- [ТЕКСТ]:
====
Возвращались мы обычно пешком по Садовому. Там тогда еще были деревья. И я опять, как при Лене, отламывала веточки, чтобы вырастить листочки. А бутылки ставила и в своей комнате,
И вот как-то незаметно и бурно накатила весна. Мартовские каникулы. Капель. «Дама с камелиями» в театре Мейерхольда. В эти дни вернулся папа. Сева перед театром позвонил. Позвал меня. Я сказала: «Как всегда, у аптеки» и положила трубку. Папа очень внимательно посмотрел на меня и задумчиво, так, как разговаривал сам с собой над шахматной доской, произнес:
«Похоже, правда — Ромео и Джульетта».
Первого апреля — начало занятий и всеобщие розыгрыши. Я запомнила, что в этот день было так тепло, что я сняла свои чулки в резиночку (у меня уже были фильдеперсовые, но я их надевала только в театр) и пошла в школу в носочках. Кажется, тогда действительно в Москве был другой климат. Или это все возраст?
Приближался день рожденья Севы, Я все время думала, что ему подарить. Мне хотелось, чтобы мой подарок был всегда с ним и был надолго, навсегда. Я советовалась с мамой. Она обещала подумать. Потом как-то спросила: «Тебе нравится папин кавказский поясок?» — «Да, конечно. И потом, я к нему привыкла». Действительно, сколько я помню папу, он всегда на свою темно-синюю гимнастерку надевал этот пояс с какой-то необычной застежкой и с серебряными висюлечками. Костюм папа надевал только по особым случаям и тогда заправлял висюльки в прорези для ремня. «Он почти вечный, — сказала мама. — Я подарила его Геворку еще до рождения Егорки». — «А он дорогой? » — «Не очень. Только надо попросить кого-нибудь привезти». Через несколько дней мама развернула передо мной пакетик. Там были два черных с небольшими серебряными украшениями пояска. Может, они были менее нарядные, чем папин старый, но мне нравились больше. «А кому второй?» — «Папе. Ведь вечность у поясков кончается. Вот я Геворку его и подарю на день рождения». — «А когда у папы день рождения?» — «В сентябре». — «А почему мы никогда не празднуем этот день?» — «Потому что у Геворка в этот день погиб его отец». Но я решила, что обязательно приготовлю папе подарок, Не успела. В сентябре папы уже не было.
====
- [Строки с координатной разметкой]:
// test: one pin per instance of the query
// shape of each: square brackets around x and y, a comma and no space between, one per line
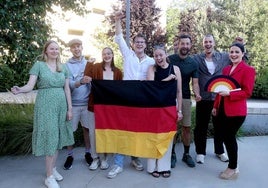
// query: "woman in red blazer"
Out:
[230,107]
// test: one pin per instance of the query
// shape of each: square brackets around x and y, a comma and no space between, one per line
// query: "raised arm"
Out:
[118,27]
[26,88]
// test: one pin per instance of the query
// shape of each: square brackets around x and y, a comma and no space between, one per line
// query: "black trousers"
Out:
[203,116]
[228,127]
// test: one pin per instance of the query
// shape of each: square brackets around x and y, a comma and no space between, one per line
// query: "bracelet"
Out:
[81,82]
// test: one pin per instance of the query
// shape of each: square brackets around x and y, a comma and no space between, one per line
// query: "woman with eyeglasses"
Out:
[163,71]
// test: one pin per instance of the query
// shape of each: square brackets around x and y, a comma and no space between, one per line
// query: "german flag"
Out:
[136,118]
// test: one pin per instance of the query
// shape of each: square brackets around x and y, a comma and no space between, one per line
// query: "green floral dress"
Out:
[51,130]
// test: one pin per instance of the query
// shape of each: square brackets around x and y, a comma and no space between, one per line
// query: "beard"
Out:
[184,51]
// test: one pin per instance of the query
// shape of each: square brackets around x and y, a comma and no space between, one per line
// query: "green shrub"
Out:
[16,126]
[6,77]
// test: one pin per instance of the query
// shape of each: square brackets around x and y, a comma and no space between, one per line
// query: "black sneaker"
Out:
[173,160]
[68,163]
[188,160]
[88,158]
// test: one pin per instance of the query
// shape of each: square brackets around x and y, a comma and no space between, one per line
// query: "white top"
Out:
[133,69]
[211,67]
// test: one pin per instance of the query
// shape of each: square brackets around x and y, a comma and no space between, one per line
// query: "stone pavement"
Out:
[29,171]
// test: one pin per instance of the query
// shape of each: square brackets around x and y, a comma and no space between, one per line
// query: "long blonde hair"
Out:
[43,56]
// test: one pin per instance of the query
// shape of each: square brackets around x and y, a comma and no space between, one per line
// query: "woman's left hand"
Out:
[224,93]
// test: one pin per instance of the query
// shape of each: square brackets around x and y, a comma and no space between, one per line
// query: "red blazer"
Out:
[236,103]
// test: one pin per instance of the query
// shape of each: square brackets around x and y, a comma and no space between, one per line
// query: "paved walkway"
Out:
[28,171]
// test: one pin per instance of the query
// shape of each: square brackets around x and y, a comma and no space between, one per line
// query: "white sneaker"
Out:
[50,182]
[136,163]
[57,175]
[200,158]
[95,164]
[223,157]
[114,171]
[104,164]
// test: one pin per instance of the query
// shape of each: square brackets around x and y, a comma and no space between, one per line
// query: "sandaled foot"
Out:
[155,174]
[166,174]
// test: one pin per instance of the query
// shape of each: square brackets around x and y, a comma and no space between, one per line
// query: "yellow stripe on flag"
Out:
[139,144]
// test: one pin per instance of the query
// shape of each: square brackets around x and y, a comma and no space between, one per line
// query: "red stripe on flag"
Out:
[136,119]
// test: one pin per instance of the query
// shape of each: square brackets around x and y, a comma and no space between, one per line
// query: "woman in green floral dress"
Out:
[52,128]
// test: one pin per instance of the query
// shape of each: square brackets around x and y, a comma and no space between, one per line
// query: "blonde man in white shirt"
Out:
[135,67]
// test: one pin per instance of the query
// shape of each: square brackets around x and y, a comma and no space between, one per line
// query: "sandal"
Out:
[155,174]
[166,174]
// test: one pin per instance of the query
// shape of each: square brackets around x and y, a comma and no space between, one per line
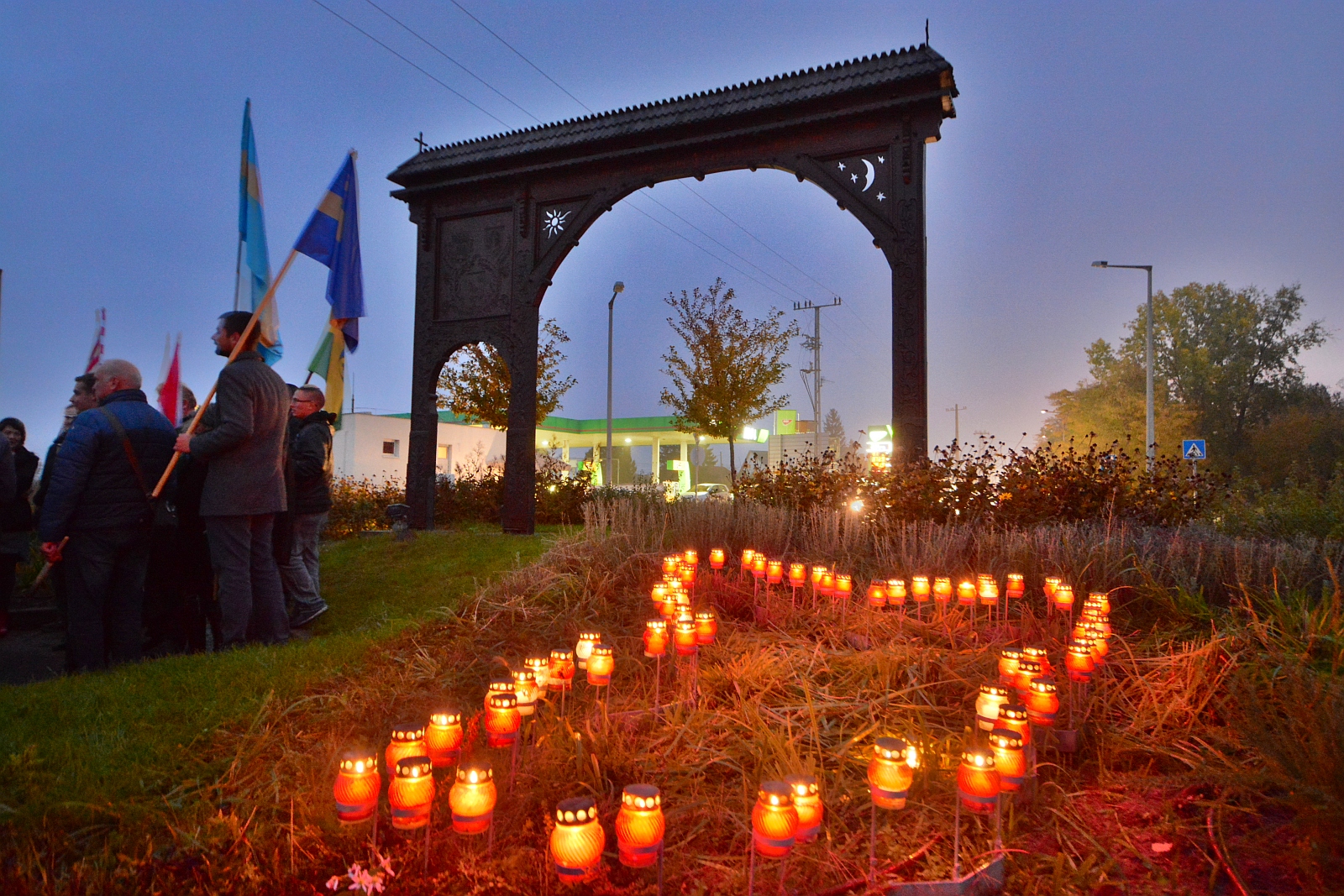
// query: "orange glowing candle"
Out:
[978,781]
[806,802]
[559,676]
[444,736]
[987,705]
[501,720]
[472,797]
[528,692]
[890,773]
[407,741]
[1010,759]
[706,626]
[358,785]
[412,793]
[685,637]
[1014,718]
[920,589]
[584,647]
[497,685]
[539,665]
[897,593]
[1042,703]
[941,590]
[656,638]
[577,840]
[640,826]
[774,821]
[601,665]
[1039,654]
[988,590]
[1079,661]
[965,593]
[1027,669]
====
- [ЗАДАНИЕ]: Продолжите текст о подарке Севе на день рождения, начиная после его последнего предложения. Строки здесь ни при чем.

- [РЕШЕНИЕ]:
В день рождения Севы 19 апреля я была в Кунцеве. Там была оранжерея. На два дома отдыха — коминтерновский и ЦК. В ней можно было круглый год покупать цветы — и букеты, и в горшочках. Я купила горшочек с тремя высокими лиловыми гиацинтами. И мама, хотя была суббота, отпустила меня в Москву. Они оставались на воскресенье. Так случилось, что это была наша последняя поездка в Кунцево. В майские дни мы туда не ездили. Потом Батаня, Монаха и Егорка уехали на дачу. Я с Кунцевым не попрощалась. Но в памяти осталось — покатый съезд к мосту, очень причудливо извивающаяся река с заросшими берегами, вдали темный лес. И неуютность в общении со всеми обитателями дома отдыха — от старых до малых.
С цветком
Лида открыла дверь. Нарядная. И Сима в голубой блузке. «Куда уехал Севка?» — спросила я ее, беспокойно оглядывая их. — «В «Восточные сладости». Он уверяет, что ты без них жить не можешь». — «Она не может жить без Севки», — сказал выглянувший из комнаты Игорь. Из комнаты донесся очень звонкий и громкий смех Оли. А потом голос Юрия Карловича:
«Это не смешно. Это очень серьезно». Я вошла в комнату. У Юрия Карловича было такое невеселое лицо, что смеяться расхотелось. Но оно часто бывало таким. Я иногда задумывалась, как это Оле удается при нем так часто смеяться. А он повторил:
«Тем паче цветы. Очень серьезно».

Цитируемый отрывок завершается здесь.